>> Begin Document extract

That’s a heck of a storm in the distance!

Offroading

Off-roading. I couldn’t take any photos during the real off-roading stuff because I was hanging on for dear life.

Coco Loco!

The coco loco guy.

We hopped back in the jeep and headed for where we were to watch the sunset. Unfortunately there were some storm clouds, and a few drops of rain hit us. Have you ever felt a drop of rain hit your face as your speeding at 55 mph? It stings! Then the really unfortunate thing happened. The place where we were to watch the sunset was near the really nice hotel that some of our friends from the cruise were staying at. That hotel was exactly that I was expecting to get from ours: multistory, pool, tennis courts, beach right in front, a golf course, etc. It would have been better if we could have maintained the illusion that all the hotels on this dumpy little island were as dumpy as ours. Oops. The nice hotel is fully booked for the week. We checked.

Vertical Cloud

Another spectacular cloud.

Rain cloud

Raining hard over there.

The sunset was pretty dull right up until the last moment when the whole sky lit up bright red. It was the strangest thing. When it was over, we got in the jeep and were taken to our hotel. We tipped our driver 10,000 Bs (aka. 2€) and started to head for the laundromat. But it occurred to us to ask if the driver was going in that direction, since we passed it coming back. He said sure, so Marga and I hopped back in the jeep for one last ride. It was much more spacious with just two people! We grabbed our laundry, and the driver took us halfway back to the hotel, to an intersection where he was going the other way. We said gracias and walked back with our laundry and beach bag.

Isla Margarita Sunset Panorama 1

THIS is the other hotel! Grrr.. A golf course, even! Satellite view.

Great place to watch the sunset too.

Isla Margarita Sunset 1

The sunset begins.

Isla Margarita Sunset 2

Getting warmer…

Isla Margarita Sunset Panorama 2

Looooovely!

Sunset

Now that’s a backdrop for a portrait!

>> End Document extract

== Given exercise 1 ==
Repeat the records word for word, starting at their first line and ending at the line that contains "<point>54,148</point>".

>> Begin Rows

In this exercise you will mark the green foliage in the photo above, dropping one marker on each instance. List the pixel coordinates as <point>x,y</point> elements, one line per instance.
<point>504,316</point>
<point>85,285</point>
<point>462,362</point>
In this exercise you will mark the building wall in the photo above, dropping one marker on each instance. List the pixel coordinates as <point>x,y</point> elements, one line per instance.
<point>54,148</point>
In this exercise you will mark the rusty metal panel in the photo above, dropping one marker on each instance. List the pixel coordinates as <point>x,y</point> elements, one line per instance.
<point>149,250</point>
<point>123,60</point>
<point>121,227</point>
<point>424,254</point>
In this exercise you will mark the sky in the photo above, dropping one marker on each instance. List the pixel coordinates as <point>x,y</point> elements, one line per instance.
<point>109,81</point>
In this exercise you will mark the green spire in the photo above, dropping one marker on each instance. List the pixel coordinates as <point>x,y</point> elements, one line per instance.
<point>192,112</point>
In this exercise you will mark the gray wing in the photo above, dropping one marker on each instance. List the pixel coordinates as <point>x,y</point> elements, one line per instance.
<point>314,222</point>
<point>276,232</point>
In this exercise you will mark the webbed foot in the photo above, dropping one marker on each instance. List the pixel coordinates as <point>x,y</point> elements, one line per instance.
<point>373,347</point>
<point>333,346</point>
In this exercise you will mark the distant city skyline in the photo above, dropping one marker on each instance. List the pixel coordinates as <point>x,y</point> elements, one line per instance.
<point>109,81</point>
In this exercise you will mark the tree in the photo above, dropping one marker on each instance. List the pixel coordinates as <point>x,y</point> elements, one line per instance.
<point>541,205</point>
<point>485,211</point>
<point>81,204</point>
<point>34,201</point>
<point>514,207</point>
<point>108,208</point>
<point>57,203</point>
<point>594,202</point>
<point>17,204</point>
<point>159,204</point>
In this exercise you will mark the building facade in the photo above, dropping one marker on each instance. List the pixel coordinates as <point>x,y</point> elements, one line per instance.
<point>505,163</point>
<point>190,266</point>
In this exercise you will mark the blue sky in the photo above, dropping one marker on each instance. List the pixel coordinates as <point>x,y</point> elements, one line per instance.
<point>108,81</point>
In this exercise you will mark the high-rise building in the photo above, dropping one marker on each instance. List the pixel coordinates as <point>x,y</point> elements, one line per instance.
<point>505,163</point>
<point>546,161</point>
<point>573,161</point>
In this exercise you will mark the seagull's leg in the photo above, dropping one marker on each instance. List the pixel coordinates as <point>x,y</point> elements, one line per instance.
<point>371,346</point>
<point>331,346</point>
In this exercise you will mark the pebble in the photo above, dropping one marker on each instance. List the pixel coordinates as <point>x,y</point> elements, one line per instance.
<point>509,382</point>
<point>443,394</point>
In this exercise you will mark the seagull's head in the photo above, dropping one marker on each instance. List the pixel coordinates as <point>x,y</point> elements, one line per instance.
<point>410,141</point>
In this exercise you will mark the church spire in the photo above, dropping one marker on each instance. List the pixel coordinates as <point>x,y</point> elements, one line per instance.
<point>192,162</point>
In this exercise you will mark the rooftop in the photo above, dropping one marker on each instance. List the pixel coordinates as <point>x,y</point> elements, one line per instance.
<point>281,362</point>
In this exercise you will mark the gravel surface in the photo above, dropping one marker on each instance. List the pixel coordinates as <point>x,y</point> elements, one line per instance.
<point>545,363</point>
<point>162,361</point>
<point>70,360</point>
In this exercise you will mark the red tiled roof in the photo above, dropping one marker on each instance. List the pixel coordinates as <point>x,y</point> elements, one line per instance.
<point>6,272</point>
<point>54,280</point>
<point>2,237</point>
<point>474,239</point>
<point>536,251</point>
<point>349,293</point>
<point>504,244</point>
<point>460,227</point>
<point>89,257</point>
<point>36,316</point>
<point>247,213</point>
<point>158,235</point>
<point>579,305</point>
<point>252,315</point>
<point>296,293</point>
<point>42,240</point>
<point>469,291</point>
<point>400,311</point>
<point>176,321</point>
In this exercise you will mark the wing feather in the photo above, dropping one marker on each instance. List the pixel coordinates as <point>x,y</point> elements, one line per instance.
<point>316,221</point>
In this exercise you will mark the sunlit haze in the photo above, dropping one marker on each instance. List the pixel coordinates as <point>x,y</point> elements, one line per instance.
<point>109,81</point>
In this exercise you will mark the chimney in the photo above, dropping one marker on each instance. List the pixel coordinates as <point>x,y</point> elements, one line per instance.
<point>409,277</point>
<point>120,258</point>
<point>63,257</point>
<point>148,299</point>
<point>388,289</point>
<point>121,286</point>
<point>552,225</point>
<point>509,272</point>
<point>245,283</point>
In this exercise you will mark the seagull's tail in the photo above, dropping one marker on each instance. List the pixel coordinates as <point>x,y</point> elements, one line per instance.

>> End Rows

== Given exercise 2 ==
Answer these questions from the travel account above.
(a) Why were no photos taken during the real off-roading?
(b) At what speed does the account say they were traveling when raindrops hit their faces?
(c) How much did they tip the driver after being taken to their hotel?

== Exercise output 1 ==
In this exercise you will mark the green foliage in the photo above, dropping one marker on each instance. List the pixel coordinates as <point>x,y</point> elements, one line per instance.
<point>504,316</point>
<point>85,285</point>
<point>462,362</point>
In this exercise you will mark the building wall in the photo above, dropping one marker on each instance. List the pixel coordinates as <point>x,y</point> elements, one line per instance.
<point>54,148</point>

== Exercise output 2 ==
(a) The writer was hanging on for dear life.
(b) 55 mph.
(c) 10,000 Bs, also given as 2€.